Can you pull out every line of the material below and copy each one verbatim, with no changes?

Data rows:

• • • • •

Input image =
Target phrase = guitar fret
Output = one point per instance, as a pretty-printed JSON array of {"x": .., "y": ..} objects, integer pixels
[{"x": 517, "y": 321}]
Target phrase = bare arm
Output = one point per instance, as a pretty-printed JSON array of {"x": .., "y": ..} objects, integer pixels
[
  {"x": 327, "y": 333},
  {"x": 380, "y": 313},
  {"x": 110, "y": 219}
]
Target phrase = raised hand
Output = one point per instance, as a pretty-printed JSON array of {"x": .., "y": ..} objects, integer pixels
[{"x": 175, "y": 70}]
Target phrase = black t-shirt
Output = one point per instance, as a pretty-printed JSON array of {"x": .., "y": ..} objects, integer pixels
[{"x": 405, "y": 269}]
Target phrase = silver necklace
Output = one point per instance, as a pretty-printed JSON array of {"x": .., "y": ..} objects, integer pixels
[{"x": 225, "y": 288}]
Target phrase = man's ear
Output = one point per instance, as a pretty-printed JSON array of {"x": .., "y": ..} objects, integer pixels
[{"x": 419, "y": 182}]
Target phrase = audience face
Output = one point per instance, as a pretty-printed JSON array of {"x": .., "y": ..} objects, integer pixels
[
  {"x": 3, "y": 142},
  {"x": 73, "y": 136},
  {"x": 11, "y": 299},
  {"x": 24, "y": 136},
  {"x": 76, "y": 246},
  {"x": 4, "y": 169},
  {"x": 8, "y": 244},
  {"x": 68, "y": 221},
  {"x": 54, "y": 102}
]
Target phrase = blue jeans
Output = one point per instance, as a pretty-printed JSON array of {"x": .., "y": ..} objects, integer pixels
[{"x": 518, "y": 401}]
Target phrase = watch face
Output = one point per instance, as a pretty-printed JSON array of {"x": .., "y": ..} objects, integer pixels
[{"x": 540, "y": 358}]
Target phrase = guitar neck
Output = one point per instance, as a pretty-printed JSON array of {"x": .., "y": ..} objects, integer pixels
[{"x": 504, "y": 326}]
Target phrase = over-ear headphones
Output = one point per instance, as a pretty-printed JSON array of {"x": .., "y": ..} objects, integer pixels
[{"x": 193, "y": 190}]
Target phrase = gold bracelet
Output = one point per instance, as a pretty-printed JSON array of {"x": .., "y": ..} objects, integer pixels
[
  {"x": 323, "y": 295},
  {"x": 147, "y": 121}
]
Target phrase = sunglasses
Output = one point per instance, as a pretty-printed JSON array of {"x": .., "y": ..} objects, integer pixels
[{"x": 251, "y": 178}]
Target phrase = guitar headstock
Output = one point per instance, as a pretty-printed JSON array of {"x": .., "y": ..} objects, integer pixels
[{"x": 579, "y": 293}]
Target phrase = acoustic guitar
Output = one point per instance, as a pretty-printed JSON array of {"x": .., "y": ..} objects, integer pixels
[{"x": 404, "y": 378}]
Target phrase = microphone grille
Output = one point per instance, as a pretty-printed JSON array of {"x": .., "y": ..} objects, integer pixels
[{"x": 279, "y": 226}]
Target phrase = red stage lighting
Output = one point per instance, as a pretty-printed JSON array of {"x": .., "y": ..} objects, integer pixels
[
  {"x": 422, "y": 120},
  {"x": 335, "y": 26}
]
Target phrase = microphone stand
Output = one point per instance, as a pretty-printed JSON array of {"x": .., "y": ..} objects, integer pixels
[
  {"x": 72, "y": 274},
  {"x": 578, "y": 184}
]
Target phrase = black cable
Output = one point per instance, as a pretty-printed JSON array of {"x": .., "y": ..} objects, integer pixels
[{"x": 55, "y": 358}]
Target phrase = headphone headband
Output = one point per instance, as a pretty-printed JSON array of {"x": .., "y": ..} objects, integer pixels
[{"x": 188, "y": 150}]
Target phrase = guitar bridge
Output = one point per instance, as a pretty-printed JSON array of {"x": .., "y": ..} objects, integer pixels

• • • • •

Right answer:
Input image =
Target phrase = guitar fret
Output = one point per instance, as a pretty-printed JSON array of {"x": .., "y": ..} objects, integer pixels
[{"x": 517, "y": 321}]
Target phrase = bare arm
Output = one point per instance, as a pretty-printed JSON array of {"x": .., "y": ..} objects, integer pixels
[
  {"x": 327, "y": 333},
  {"x": 380, "y": 313},
  {"x": 110, "y": 219}
]
Target phrase = raised hand
Output = one point per instance, as a pretty-printed JSON array of {"x": .., "y": ..} objects, integer pixels
[{"x": 175, "y": 70}]
Target phrase = black t-shirt
Output = one point per instance, as a pretty-printed JSON array of {"x": .., "y": ..} objects, integer pixels
[{"x": 405, "y": 269}]
Target phrase = silver necklace
Output = one point per instance, as a pretty-printed JSON array of {"x": .., "y": ..} objects, integer pixels
[{"x": 225, "y": 288}]
Target phrase = man's ear
Output = one point per instance, as a pretty-printed JSON array of {"x": .., "y": ..} objects, integer pixels
[{"x": 419, "y": 182}]
Target phrase = audience face
Output = one point per instance, as a pretty-printed JSON array of {"x": .., "y": ..} objects, integer pixels
[
  {"x": 3, "y": 142},
  {"x": 73, "y": 136},
  {"x": 11, "y": 299},
  {"x": 24, "y": 136},
  {"x": 76, "y": 246},
  {"x": 4, "y": 169},
  {"x": 8, "y": 244},
  {"x": 68, "y": 221},
  {"x": 54, "y": 102}
]
Target phrase = blue jeans
Output = one point per instance, as a pretty-printed JSON array of {"x": .., "y": ..} objects, integer pixels
[{"x": 518, "y": 401}]
Target phrase = watch face
Output = one point per instance, as a pretty-printed JSON array of {"x": .., "y": ..} objects, integer pixels
[{"x": 540, "y": 358}]
Target phrase = guitar neck
Output = one point per instance, as a pretty-printed JSON array of {"x": .., "y": ..} objects, integer pixels
[{"x": 504, "y": 326}]
Target phrase = over-ear headphones
Output = one point per instance, as a pretty-printed JSON array of {"x": .., "y": ..} objects, integer pixels
[{"x": 193, "y": 190}]
Target phrase = gold bracelet
Output = one point per instance, as a pretty-printed JSON array of {"x": .., "y": ..} objects, integer pixels
[
  {"x": 323, "y": 295},
  {"x": 147, "y": 121}
]
Target phrase = sunglasses
Output = one point per instance, as a pretty-printed JSON array of {"x": .., "y": ..} objects, integer pixels
[{"x": 251, "y": 178}]
Target phrase = guitar headstock
Output = one point per instance, as a pretty-printed JSON array of {"x": .., "y": ..} objects, integer pixels
[{"x": 579, "y": 293}]
Target phrase = acoustic guitar
Output = one point per instance, as a pretty-printed JSON array of {"x": .., "y": ..} objects, integer pixels
[{"x": 404, "y": 378}]
Target phrase = microphone grille
Output = one point per instance, as a pretty-printed JSON array of {"x": .., "y": ..} objects, integer pixels
[{"x": 279, "y": 226}]
Target phrase = red stage lighting
Output = one point per instance, as a pretty-printed JSON array of {"x": .., "y": ..} objects, integer pixels
[
  {"x": 422, "y": 120},
  {"x": 335, "y": 26}
]
Target phrase = microphone stand
Output = one point per instance, as a pretty-printed JSON array of {"x": .., "y": ..} objects, integer pixels
[
  {"x": 72, "y": 274},
  {"x": 578, "y": 184}
]
Target phrase = black cable
Output = one point per instance, as a pretty-printed JSON array of {"x": .., "y": ..} objects, integer pixels
[{"x": 55, "y": 358}]
Target phrase = headphone headband
Output = one point per instance, as a pretty-printed JSON array of {"x": .., "y": ..} objects, integer pixels
[{"x": 188, "y": 150}]
Target phrase = guitar bridge
Output = one point per instance, as a pretty-printed JSON array of {"x": .., "y": ..} objects, integer pixels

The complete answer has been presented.